Untersuchter Text:
Es folgten Jahre mit ruhiger, konzentrierter, gemeinschaftlicher Erkenntnisarbeit und einzelnen öffentlichen Vortragsabenden oder auch Eurythmie- und Schauspielaufführungen zusammen mit der Volkshochschule bzw. in Hörsälen der Universität. In den 1970er Jahren entstanden Bürgerinitiativen zum Arzneimittelgesetz, zu Ernährung und Landwirtschaft, für den gefährdeten Wald etc. Daraus ergab sich die Gründung des Therapeutikums für Kunsttherapie und von Naturkostläden in Tübingen.

Durch eine teilweise Umwandlung des Hausvermächtnisses in der Nauklerstraße und erhebliche Spenden der Mitglieder und Freunde konnte 1986/87 das Rudolf-Steiner-Haus in der Wächterstraße errichtet werden. Es entstand in der Zusammenarbeit des Tübinger Architekten Werner Mayerlen (Mitglied des Zweiges) und einiger engagierter Zweigmitglieder. – Hier sind wir nun wirklich "zuhause" angekommen: In dem kleinen, aber feinen Haus können sich im Saal (60 Sitzplätze mit evtl. Erweiterungsmöglichkeit bzw. Bühne) und im Bibliotheksraum im Untergeschoß die Zweigarbeit, Arbeitskreise und die öffentlichen Veranstaltungen verstärkt entfalten. – Die Kinder und jungen Eltern des “Waldorfkindergarten Goldammer“ im Untergeschoß bringen nun seit 30 Jahren täglich fröhliches Leben ins Haus.

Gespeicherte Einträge
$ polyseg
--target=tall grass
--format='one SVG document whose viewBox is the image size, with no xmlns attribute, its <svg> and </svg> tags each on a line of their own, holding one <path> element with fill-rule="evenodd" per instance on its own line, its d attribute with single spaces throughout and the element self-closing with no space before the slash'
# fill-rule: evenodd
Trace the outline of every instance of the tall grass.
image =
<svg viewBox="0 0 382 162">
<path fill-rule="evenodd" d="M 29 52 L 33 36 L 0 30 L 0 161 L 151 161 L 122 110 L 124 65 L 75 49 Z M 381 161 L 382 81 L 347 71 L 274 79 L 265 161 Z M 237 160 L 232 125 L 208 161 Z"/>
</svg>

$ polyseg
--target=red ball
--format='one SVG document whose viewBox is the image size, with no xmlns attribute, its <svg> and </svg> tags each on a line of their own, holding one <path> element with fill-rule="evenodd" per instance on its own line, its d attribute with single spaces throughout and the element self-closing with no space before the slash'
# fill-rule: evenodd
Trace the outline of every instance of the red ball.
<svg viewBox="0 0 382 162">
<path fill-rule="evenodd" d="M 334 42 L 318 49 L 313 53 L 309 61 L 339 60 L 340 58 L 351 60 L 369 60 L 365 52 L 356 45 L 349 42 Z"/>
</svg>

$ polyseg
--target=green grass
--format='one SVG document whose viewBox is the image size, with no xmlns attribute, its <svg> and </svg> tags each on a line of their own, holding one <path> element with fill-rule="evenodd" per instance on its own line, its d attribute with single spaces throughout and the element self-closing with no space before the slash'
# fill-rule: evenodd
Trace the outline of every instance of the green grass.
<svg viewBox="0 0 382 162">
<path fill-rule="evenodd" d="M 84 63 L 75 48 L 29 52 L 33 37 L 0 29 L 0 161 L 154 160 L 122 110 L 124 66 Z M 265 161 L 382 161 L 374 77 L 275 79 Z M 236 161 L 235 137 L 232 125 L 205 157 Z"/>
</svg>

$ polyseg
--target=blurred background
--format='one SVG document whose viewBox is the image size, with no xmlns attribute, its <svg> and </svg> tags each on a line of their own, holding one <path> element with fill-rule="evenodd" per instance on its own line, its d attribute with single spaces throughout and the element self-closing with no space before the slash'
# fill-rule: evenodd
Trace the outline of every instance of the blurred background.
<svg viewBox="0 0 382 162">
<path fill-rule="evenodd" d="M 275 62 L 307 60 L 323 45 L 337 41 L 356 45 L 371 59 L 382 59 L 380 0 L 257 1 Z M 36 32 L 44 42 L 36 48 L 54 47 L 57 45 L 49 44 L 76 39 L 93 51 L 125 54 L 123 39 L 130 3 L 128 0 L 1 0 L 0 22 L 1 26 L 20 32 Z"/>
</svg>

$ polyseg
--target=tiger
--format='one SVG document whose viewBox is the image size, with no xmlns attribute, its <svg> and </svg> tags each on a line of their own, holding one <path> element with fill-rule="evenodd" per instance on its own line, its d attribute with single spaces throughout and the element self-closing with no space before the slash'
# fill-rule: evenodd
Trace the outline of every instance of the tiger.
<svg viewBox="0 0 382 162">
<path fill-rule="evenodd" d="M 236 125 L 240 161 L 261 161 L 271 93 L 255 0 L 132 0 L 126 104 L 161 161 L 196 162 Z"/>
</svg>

Aufgabenstellung: Schreib den Text über den Tübinger Zweig und sein Rudolf-Steiner-Haus weiter, beginnend nach seinem letzten Satz.

Übungsergebnis:
Zum 100jährigen Jubiläum des Ludwig-Uhland-Zweiges wurde 2011 eine lange Reihe von öffentlichen Veranstaltungen organisiert, eine Festschrift wurde herausgegeben, in der auf 226 Seiten – auch mit Dokumenten – über viele Themen und Aspekte der anthroposophischen Arbeit und ihrer Entwicklung in Tübingen berichtet wird; sie ist als Dokumentation auch weiterhin verfügbar. – Nach dem Jubiläum entstand unter der Bezeichnung "Kulturforum im Rudolf-Steiner-Haus" eine dichte Reihe von regelmäßigen wissenschaftlichen und künstlerischen Veranstaltungen. So kann der Ludwig-Uhland-Zweig der Anthroposophischen Gesellschaft bis heute durchaus mit etwas Erfolg zu dem reichen Kulturleben in Tübingen etwas beitragen.

Wir sind gespannt auf die noch vor uns liegenden Entwicklungswege.

Für Anregungen zu unserer Arbeit hier in Tübingen sind wir immer offen.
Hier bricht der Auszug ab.